▶ _Page extract_
*****
Only by making childcare a public good can we ensure women’s ability to equally participate in public life, give every child the right to access early childhood education, and give childcare workers decent wages and working conditions.
The childcare crisis
We are experiencing a childcare crisis across the country and in Ontario. Although the pandemic has exacerbated this situation as childcare centres have been forced to close due to rising costs and dropping enrollment, this crisis long predates the pandemic.
The main problem is a lack of affordable high-quality childcare spaces because of the way childcare is managed and funded in the province. Rather than being a public good in the same way public education is, childcare is largely provided by the private sector and supported through insufficient direct operating grants, fee subsidies, and tax rebates from the province and the federal government.
The result has been an array of licensed childcare options of varying quality provided through the non-profit and for-profit sectors, municipalities, and through licensed home daycare. Of these options, for-profit providers have been consistently shown to provide lower-quality care to children. The Association of Daycare Operators of Ontario (ADCO), the advocacy association for for-profit providers in the province, suggests that it is possible to turn a profit while caring for your children. But the data shows that because for-profit providers decide to pay their staff (the vast majority women, and disproportionately newcomers) lower wages while forcing them to care for more children to try and maximize profits, the result is—unsurprisingly—a lower standard of care.
This is why for-profit providers are barred from receiving federal dollars under the new $10/day childcare plan. The plan would result in fees being cut by 50% in the next year and the delivery of $10/day childcare primarily through non-profit and municipal operators in five years or less. It doesn’t make sense to funnel public dollars towards providers who provide a lower level of care so that they can line their own pockets. It should come as no surprise that the ADCO is criticizing $10/day childcare since it directly threatens their material interests: if parents have access to affordable high-quality care in the public and non-profit sectors, then there won’t be a need for lower-quality for-profit childcare anymore.
*****
▶ _Prompt A_
Decide whether each statement agrees with the text on Ontario's childcare crisis. Answer yes or no for each and quote the words of the text that decide it.
(i) The childcare crisis began with the pandemic.
(ii) For-profit providers cannot receive federal dollars under the new $10/day childcare plan.
(iii) The $10/day plan would cut fees by 75% in the next year.
▶ _Prompt B_
Recast the paragraph of the text on Ontario's childcare crisis that begins "The result has been an array" as a short bulleted list that keeps its main facts.

▶ _Entries supplied_
*****
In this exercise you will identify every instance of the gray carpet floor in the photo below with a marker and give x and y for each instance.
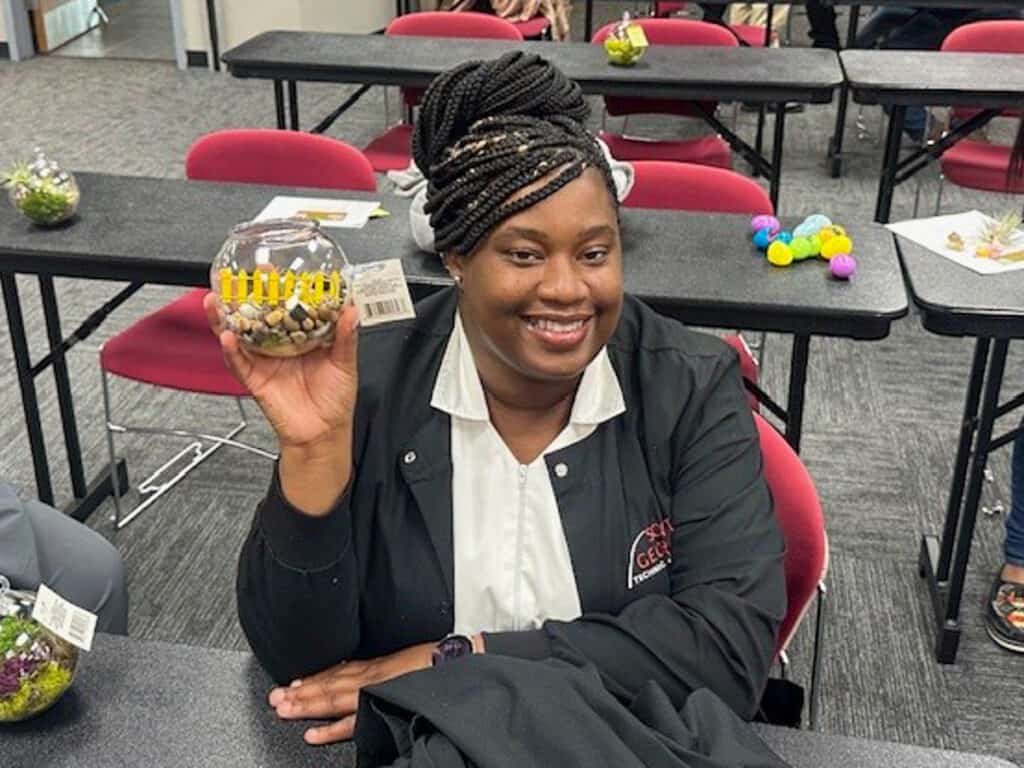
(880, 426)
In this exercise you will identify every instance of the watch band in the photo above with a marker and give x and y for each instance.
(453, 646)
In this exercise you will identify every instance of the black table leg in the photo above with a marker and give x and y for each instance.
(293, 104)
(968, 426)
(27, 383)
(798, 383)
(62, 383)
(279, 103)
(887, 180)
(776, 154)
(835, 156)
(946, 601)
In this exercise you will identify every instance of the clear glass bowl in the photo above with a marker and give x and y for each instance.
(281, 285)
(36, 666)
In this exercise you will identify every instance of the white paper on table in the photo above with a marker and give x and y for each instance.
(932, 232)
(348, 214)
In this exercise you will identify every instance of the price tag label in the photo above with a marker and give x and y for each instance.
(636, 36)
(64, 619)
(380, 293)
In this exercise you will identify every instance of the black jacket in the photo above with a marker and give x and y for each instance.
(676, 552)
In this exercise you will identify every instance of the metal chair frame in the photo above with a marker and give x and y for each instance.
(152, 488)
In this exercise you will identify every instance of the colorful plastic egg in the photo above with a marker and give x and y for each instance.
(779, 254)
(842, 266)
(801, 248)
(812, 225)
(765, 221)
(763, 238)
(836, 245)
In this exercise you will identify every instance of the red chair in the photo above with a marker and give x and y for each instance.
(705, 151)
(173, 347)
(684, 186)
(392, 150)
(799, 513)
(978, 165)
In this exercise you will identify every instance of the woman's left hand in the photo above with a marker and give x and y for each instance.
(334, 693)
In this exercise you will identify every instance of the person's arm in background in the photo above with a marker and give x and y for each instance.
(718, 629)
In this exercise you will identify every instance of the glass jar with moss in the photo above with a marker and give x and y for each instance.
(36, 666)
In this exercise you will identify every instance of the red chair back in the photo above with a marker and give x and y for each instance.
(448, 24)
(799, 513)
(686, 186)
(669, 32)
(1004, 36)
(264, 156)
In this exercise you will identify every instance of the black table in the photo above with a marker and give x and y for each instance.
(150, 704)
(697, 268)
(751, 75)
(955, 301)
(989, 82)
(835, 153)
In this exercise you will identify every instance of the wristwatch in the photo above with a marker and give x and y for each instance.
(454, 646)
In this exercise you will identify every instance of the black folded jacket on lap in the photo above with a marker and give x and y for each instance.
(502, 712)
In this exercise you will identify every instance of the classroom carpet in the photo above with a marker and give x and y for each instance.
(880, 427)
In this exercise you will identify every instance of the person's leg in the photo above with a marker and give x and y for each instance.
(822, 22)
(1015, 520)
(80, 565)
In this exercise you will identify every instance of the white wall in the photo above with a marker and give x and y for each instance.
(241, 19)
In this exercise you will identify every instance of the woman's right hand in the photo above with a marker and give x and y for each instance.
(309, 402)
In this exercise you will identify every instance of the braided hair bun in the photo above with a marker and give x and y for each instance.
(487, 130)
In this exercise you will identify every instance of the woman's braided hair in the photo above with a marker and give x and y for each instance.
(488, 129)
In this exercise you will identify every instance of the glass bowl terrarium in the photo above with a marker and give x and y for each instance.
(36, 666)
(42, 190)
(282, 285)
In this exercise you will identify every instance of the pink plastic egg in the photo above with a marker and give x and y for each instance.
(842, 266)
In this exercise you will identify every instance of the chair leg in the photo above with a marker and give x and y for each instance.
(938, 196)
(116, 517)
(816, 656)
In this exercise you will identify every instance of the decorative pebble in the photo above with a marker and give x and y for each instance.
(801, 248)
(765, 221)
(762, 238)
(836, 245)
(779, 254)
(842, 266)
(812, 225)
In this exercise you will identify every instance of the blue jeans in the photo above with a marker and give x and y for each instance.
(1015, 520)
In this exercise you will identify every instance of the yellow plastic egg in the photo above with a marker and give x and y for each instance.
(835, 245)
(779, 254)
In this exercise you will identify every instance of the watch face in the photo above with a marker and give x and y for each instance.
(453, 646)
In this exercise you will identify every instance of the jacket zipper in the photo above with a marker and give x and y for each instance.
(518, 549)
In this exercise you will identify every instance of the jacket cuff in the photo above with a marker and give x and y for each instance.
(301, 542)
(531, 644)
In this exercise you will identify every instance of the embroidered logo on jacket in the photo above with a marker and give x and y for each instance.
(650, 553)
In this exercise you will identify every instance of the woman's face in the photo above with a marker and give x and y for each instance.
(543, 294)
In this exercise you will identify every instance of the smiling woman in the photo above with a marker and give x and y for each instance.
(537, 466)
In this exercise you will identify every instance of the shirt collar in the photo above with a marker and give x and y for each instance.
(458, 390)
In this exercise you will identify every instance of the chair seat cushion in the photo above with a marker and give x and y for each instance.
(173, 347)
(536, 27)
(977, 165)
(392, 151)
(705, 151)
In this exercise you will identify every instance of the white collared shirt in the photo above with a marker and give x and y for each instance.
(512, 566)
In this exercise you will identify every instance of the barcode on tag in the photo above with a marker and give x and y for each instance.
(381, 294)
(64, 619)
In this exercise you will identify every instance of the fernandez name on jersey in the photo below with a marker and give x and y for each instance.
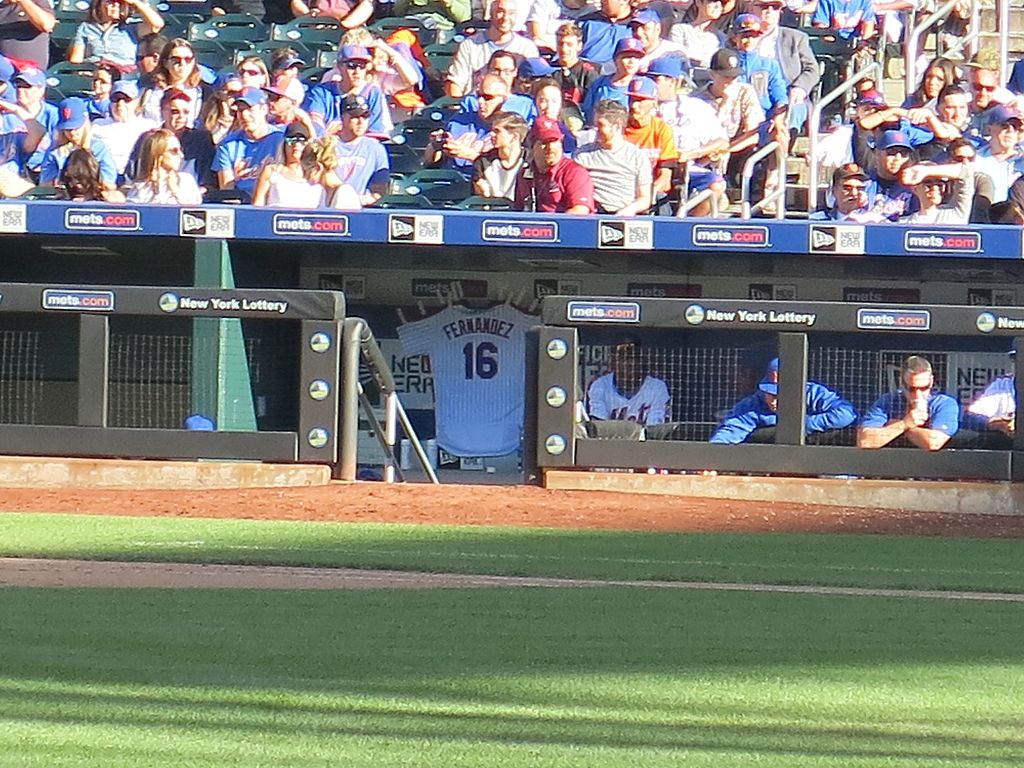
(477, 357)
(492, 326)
*****
▶ _Answer box A_
(i) No: "this crisis long predates the pandemic."
(ii) Yes: "for-profit providers are barred from receiving federal dollars under the new $10/day childcare plan."
(iii) No: "The plan would result in fees being cut by 50% in the next year"

▶ _Answer box B_
- Licensed childcare of varying quality comes from non-profit and for-profit sectors, municipalities, and licensed home daycare.
- For-profit providers have consistently been shown to give lower-quality care.
- The Association of Daycare Operators of Ontario (ADCO), which advocates for for-profit providers, suggests a profit can be made while caring for children.
- The data shows for-profit providers pay their staff (mostly women, disproportionately newcomers) lower wages and make them care for more children to maximize profits, lowering the standard of care.